## Given problem:
Repeat the material exactly, every line of it.
----- Data in this exercise
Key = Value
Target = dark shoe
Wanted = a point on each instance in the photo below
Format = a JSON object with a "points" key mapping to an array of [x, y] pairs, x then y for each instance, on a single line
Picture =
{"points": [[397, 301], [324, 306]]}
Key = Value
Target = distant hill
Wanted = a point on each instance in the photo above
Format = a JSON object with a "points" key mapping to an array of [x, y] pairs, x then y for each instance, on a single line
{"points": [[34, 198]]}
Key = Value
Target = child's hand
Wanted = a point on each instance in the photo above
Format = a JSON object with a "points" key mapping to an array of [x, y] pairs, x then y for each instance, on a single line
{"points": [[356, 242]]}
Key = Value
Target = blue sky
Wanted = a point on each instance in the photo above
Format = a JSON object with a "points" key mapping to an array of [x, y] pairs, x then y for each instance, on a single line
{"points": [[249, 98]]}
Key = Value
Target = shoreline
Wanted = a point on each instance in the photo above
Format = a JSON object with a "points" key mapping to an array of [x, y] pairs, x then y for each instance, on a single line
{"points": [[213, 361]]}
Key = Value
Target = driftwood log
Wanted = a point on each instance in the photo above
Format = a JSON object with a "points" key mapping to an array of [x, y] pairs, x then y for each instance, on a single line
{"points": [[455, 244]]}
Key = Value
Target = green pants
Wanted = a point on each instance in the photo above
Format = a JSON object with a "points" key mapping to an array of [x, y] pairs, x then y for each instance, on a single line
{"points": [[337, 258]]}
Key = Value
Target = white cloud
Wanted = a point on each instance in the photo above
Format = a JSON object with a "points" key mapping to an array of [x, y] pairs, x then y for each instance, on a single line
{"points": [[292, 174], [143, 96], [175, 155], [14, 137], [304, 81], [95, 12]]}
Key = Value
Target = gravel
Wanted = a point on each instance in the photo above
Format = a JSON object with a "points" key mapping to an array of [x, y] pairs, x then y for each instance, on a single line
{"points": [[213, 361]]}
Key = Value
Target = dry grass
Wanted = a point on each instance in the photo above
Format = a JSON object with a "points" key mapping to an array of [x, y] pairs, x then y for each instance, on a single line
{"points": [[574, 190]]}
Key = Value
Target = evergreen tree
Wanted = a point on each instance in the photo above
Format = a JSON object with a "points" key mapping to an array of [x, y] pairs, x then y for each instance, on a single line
----------
## Reply:
Key = Value
Target = dark shoe
Wanted = a point on each instance in the photo below
Format = a JSON object with a "points" key mapping to an array of [x, y] pairs, x then y for each instance, on a single line
Picture =
{"points": [[397, 301], [324, 306]]}
Key = Value
Target = distant hill
Wanted = a point on each instance in the photo above
Format = a JSON object with a "points" key mapping to an array of [x, y] pairs, x then y for each instance, on a single line
{"points": [[34, 198]]}
Key = Value
Target = child's hand
Wanted = a point on each instance in the photo above
Format = a JSON object with a "points" key mapping to an array of [x, y] pairs, x then y for each instance, on a single line
{"points": [[356, 242]]}
Key = Value
Target = blue sky
Wanted = a point on each instance in the photo above
Format = a JSON object with a "points" key mapping to an array of [x, y] pairs, x then y for each instance, on a single line
{"points": [[249, 98]]}
Key = Value
Target = shoreline
Wanted = a point on each instance in the photo above
Format = a JSON object with a "points" key mapping to an array of [x, y] pairs, x then y for each instance, on a single line
{"points": [[213, 361]]}
Key = Value
Target = driftwood log
Wanted = a point on each instance in the photo above
Format = a JSON object with a "points" key mapping to an array of [x, y] pairs, x then y for each instance, on a single line
{"points": [[455, 244]]}
Key = Value
Target = green pants
Wanted = a point on each instance in the photo above
Format = a JSON object with a "points" key mapping to an array of [x, y] pairs, x then y for each instance, on a single line
{"points": [[337, 258]]}
Key = Value
Target = white cloud
Wanted = a point on each instance in the photo above
Format = a JSON object with a "points" key mapping to an array of [x, y] pairs, x then y for each instance, on a single line
{"points": [[292, 174], [143, 96], [175, 155], [14, 137], [304, 81], [95, 12]]}
Key = Value
Target = gravel
Wanted = a point on each instance in the photo above
Format = a JSON object with a "points" key mapping to an array of [x, y] pairs, x then y for each instance, on a single line
{"points": [[213, 361]]}
Key = Value
Target = dry grass
Wanted = a point on each instance in the photo above
Format = a JSON object with a "points" key mapping to an array of [x, y] pairs, x then y for each instance, on a single line
{"points": [[574, 190]]}
Key = Value
Target = evergreen tree
Wanted = a point on each instance in the photo above
Format = a JSON object with a "points" key mapping to an array of [x, y] pairs, x then y for each instance, on a single line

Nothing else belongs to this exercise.